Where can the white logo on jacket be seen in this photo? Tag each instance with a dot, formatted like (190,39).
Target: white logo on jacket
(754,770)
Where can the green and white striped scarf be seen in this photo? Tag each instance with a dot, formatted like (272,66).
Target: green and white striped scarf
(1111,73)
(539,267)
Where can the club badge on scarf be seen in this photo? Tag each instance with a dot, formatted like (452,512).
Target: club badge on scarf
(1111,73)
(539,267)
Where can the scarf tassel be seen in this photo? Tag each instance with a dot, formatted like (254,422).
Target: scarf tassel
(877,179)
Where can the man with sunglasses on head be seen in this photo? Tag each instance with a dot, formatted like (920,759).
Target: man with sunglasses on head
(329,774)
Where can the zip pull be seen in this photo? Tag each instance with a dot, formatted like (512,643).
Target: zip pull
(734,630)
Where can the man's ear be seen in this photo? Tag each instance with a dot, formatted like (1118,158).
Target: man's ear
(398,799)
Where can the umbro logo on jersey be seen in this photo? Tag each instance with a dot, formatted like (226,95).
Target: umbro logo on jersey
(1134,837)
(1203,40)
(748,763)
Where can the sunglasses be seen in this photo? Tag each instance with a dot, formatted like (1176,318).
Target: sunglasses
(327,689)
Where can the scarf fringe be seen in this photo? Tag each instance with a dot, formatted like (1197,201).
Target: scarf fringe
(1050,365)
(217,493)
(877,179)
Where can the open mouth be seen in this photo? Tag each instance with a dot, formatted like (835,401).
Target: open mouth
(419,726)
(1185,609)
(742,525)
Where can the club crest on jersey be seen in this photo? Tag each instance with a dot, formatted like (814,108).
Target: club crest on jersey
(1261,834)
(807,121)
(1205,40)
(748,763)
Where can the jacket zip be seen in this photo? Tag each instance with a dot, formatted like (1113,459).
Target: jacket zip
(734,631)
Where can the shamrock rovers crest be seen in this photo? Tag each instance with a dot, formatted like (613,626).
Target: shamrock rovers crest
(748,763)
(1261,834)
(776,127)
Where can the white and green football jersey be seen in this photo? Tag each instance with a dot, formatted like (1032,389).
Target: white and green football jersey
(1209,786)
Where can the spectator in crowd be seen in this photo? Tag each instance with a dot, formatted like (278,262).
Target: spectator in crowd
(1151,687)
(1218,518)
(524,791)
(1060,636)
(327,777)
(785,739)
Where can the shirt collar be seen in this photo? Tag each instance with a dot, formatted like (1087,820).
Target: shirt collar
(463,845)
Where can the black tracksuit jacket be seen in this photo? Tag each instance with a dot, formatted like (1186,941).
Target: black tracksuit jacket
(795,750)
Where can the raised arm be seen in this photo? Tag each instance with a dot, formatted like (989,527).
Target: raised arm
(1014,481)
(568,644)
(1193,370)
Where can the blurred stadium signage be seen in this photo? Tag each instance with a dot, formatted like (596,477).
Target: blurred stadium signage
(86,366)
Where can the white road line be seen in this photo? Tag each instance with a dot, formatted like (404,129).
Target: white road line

***

* _Directions for this task_: Exactly as written above, copy out all the records.

* _Solution to this problem_:
Where can the white logo on jacket be seen in this photo? Tag each instance with a dot, formatted like (190,39).
Target: white logo on jacket
(754,770)
Where can the green and white striped scarf be seen in this photo? Tag each instance with a dot, formatted like (272,66).
Target: green and white striped scarf
(1111,73)
(539,267)
Where can the club badge on scarf be seen in this photo? Tag each instance with a dot, formatted like (452,512).
Target: club badge on scarf
(1111,73)
(539,267)
Where can the scarf tassel be seen in this photo? Tag each instance with a dot, formatted like (254,422).
Target: scarf tassel
(877,179)
Where can the man with sunglasses on head be seen in this photo? Tag each instance with a dot, formatted like (920,759).
Target: man with sunglasses on head
(329,774)
Where can the zip pull be seen in this photo? Tag each instance with a dot, formatted like (512,643).
Target: zip pull
(734,630)
Where can the man's ear be seen in this photo? Tag each instance with a dot, formatted like (1118,158).
Target: man's ear
(398,799)
Where can the umbro logo on jersey be seen in this photo? Tag each instance with a dot, formatted like (226,95).
Target: umbro logo on jersey
(1134,837)
(1203,40)
(748,763)
Where can the sunglasses be seen in this photo? Tag each instance with a dot, formatted like (1176,318).
Target: sunglasses
(327,689)
Where can the scarf fringe be seen in this photo? Tag each instance with a dot, formatted like (1197,201).
Target: scarf fringe
(1050,365)
(217,493)
(877,179)
Where can the open mouth be seen in this photo? Tag each instance with a dot, formatted like (835,401).
Target: open mouth
(419,726)
(1185,609)
(742,525)
Where can the club crest on jersey be seen in this photo? Tag each instance with a dot, formatted like (814,108).
Target: club crest on jersey
(1261,834)
(807,121)
(1205,40)
(748,763)
Where can the jacket zip be seen in this photo? Tag each instance with a dot, formatted like (1113,459).
Target: jacket zip
(734,631)
Where can the shamrock rovers crest be seen in this photo? Tag each instance with a dot, formatted like (613,626).
Target: shamrock rovers crest
(748,763)
(1261,834)
(776,127)
Where can the white and green football jersey be seen in this photo? Tag each instance with a dot, formatted like (1032,389).
Target: white and green football jersey
(1209,786)
Where can the spectator in crowd be seen in this photo? Tag each instance with a dot, formatted like (278,262).
Target: spectator in crowd
(1151,687)
(1218,518)
(524,791)
(1060,636)
(327,777)
(785,739)
Where can the shirt collar be seen in this photo? Tag each instance with a dot, formatted like (1087,820).
Target: shirt collar
(463,845)
Where can the black tracksuit jacket be seen in this photo? Tag each instance with a dot, formatted like (1186,941).
Target: black tracksuit jacket
(795,750)
Where can the raised arm be seen in this photo? Tag each instance with a dot, formatted like (989,527).
Target: raised arm
(1014,481)
(568,644)
(1193,370)
Where can the blurred stadium signage be seen in this photo? Tag each instance with a dot, formatted like (596,477).
Target: blurred stadium signage
(86,366)
Where can the white road line be seen in this photo? Tag each instance with a dot, formatted like (404,129).
Target: white road line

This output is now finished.